>> Start Reading text

Outside it was the absurdly charming Cambridge England, but we sat in a rough
circle in one of those AirBNBs that reek of sterility. Everything was shades of bland
grey, with one out-of-place photo of an older couple gazing deeply into one another’s
eyes. As a skim coat over the sterility, everywhere there was the detritus of teaming:
tea and coffee mugs, mostly empty. Chocolate boxes, mostly eaten. Pastries that we
had split into so many sharing pieces that now there were crumbs everywhere. And
of course giant sheets of paper littered with post-its, scrawling handwriting, looping
drawings.
This was the 3-day offsite meeting of the leadership team of Cultivating Leadership,
seven of us in the room with a brilliant facilitator, one of us on Zoom after a freak
accident cracked several vertebrae and made travel impossible. We were processing
what we had heard from our colleagues at our annual meeting, considering what we
would be doing in our next chapter of running a leadership firm that specializes in
helping organisations cultivate their leadership for increasingly complex times. Now
is a breathtakingly complex time and we needed to lead it in a new way. At this
soulless AirBNB, we needed to come to a decision to cultivate leadership in an
entirely different way. We needed to be creative about innovation even as we saw
that the innovation could end our own team. We had to use our strength as a team to
undo ourselves.

>> End Reading text
>> Start Dataset records

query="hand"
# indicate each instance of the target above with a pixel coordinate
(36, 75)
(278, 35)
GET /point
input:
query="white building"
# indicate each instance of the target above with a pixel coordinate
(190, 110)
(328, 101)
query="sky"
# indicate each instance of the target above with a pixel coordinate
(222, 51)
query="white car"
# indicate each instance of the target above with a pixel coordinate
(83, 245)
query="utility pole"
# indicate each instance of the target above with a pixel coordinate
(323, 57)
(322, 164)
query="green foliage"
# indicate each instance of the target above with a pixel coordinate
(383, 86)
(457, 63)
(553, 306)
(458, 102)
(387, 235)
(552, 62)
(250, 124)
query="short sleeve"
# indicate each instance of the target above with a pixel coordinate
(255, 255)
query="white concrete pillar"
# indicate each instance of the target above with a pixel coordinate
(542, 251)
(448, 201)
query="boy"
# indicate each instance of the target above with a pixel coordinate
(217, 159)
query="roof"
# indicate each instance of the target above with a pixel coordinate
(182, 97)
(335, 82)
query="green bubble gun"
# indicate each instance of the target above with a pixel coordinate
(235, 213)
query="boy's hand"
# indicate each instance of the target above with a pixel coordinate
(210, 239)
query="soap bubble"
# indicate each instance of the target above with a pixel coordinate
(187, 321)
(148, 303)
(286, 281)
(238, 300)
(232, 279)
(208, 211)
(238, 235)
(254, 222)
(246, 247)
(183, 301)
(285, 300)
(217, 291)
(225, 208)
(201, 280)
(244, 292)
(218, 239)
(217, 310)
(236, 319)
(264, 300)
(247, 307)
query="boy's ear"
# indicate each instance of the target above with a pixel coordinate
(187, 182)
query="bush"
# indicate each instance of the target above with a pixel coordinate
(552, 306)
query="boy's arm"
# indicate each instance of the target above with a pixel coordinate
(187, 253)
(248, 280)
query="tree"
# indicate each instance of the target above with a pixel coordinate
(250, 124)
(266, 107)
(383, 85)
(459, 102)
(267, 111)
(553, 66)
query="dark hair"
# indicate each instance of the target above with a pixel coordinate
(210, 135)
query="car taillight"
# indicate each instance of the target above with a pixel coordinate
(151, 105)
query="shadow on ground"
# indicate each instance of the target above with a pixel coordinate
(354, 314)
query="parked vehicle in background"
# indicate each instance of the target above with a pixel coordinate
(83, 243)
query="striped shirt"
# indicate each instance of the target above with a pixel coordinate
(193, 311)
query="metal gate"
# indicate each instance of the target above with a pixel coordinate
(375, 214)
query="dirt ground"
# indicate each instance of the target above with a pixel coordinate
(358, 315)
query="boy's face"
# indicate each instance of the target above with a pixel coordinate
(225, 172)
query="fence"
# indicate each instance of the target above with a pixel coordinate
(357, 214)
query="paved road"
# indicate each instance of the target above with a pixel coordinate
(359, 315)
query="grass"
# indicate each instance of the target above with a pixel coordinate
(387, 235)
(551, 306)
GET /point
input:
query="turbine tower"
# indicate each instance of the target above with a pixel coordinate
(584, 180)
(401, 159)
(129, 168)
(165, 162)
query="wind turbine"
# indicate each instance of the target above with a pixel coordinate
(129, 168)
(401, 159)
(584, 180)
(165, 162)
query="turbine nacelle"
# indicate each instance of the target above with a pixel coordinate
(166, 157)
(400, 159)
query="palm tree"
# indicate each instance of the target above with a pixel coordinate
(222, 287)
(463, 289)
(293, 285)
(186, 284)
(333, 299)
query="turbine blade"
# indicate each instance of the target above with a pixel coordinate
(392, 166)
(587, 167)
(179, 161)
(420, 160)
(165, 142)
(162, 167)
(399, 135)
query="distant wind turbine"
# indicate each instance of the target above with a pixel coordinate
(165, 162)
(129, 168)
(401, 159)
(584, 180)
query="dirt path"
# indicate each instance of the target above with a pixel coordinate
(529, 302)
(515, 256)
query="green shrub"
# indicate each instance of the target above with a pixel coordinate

>> End Dataset records

## Exercise instructions
1) According to the offsite passage, why did one member of the leadership team attend by Zoom rather than in person?
2) Reproduce the offsite passage word for word, starting with "This was the" and going on through "undo ourselves.".

## Completed exercise
1) A freak accident had cracked several of that member's vertebrae, which made travel impossible.

2)
This was the 3-day offsite meeting of the leadership team of Cultivating Leadership,
seven of us in the room with a brilliant facilitator, one of us on Zoom after a freak
accident cracked several vertebrae and made travel impossible. We were processing
what we had heard from our colleagues at our annual meeting, considering what we
would be doing in our next chapter of running a leadership firm that specializes in
helping organisations cultivate their leadership for increasingly complex times. Now
is a breathtakingly complex time and we needed to lead it in a new way. At this
soulless AirBNB, we needed to come to a decision to cultivate leadership in an
entirely different way. We needed to be creative about innovation even as we saw
that the innovation could end our own team. We had to use our strength as a team to
undo ourselves.